> **Saved entries**:

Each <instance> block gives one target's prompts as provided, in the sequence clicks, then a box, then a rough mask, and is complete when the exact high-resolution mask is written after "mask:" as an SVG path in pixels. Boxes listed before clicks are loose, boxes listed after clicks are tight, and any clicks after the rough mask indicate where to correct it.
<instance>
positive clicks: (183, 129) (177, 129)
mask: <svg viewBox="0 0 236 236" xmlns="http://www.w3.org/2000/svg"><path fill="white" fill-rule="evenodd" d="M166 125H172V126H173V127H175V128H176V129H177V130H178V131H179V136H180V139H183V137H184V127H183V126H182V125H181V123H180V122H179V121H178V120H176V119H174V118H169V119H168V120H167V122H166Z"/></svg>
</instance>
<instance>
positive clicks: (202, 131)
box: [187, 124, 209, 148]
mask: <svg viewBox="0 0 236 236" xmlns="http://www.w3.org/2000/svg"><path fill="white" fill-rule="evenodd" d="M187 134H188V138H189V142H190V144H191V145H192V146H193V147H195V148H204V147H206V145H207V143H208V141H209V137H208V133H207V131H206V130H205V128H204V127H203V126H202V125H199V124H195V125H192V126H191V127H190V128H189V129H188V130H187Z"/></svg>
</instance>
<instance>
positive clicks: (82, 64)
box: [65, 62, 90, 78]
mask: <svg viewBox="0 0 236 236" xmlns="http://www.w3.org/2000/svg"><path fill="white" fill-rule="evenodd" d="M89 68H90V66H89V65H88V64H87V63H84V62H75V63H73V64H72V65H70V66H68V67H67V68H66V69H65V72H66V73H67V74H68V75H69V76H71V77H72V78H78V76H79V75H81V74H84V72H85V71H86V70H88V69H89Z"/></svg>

> **TASK TO CARRY OUT**: All of the records above need to be copied exactly.

> **FINISHED TASK**:
Each <instance> block gives one target's prompts as provided, in the sequence clicks, then a box, then a rough mask, and is complete when the exact high-resolution mask is written after "mask:" as an SVG path in pixels. Boxes listed before clicks are loose, boxes listed after clicks are tight, and any clicks after the rough mask indicate where to correct it.
<instance>
positive clicks: (183, 129) (177, 129)
mask: <svg viewBox="0 0 236 236" xmlns="http://www.w3.org/2000/svg"><path fill="white" fill-rule="evenodd" d="M166 125H172V126H173V127H175V128H176V129H177V130H178V131H179V136H180V139H183V137H184V127H183V126H182V125H181V123H180V122H179V121H178V120H176V119H174V118H169V119H168V120H167V122H166Z"/></svg>
</instance>
<instance>
positive clicks: (202, 131)
box: [187, 124, 209, 148]
mask: <svg viewBox="0 0 236 236" xmlns="http://www.w3.org/2000/svg"><path fill="white" fill-rule="evenodd" d="M187 134H188V138H189V142H190V144H191V145H192V146H193V147H195V148H204V147H206V145H207V143H208V141H209V137H208V133H207V131H206V130H205V128H204V127H203V126H202V125H199V124H195V125H192V126H191V127H190V128H189V129H188V130H187Z"/></svg>
</instance>
<instance>
positive clicks: (82, 64)
box: [65, 62, 90, 78]
mask: <svg viewBox="0 0 236 236" xmlns="http://www.w3.org/2000/svg"><path fill="white" fill-rule="evenodd" d="M89 68H90V66H89V65H88V64H87V63H84V62H75V63H73V64H72V65H70V66H68V67H67V68H66V69H65V72H66V73H67V74H68V75H69V76H71V77H72V78H78V76H79V75H81V74H84V72H85V71H86V70H88V69H89Z"/></svg>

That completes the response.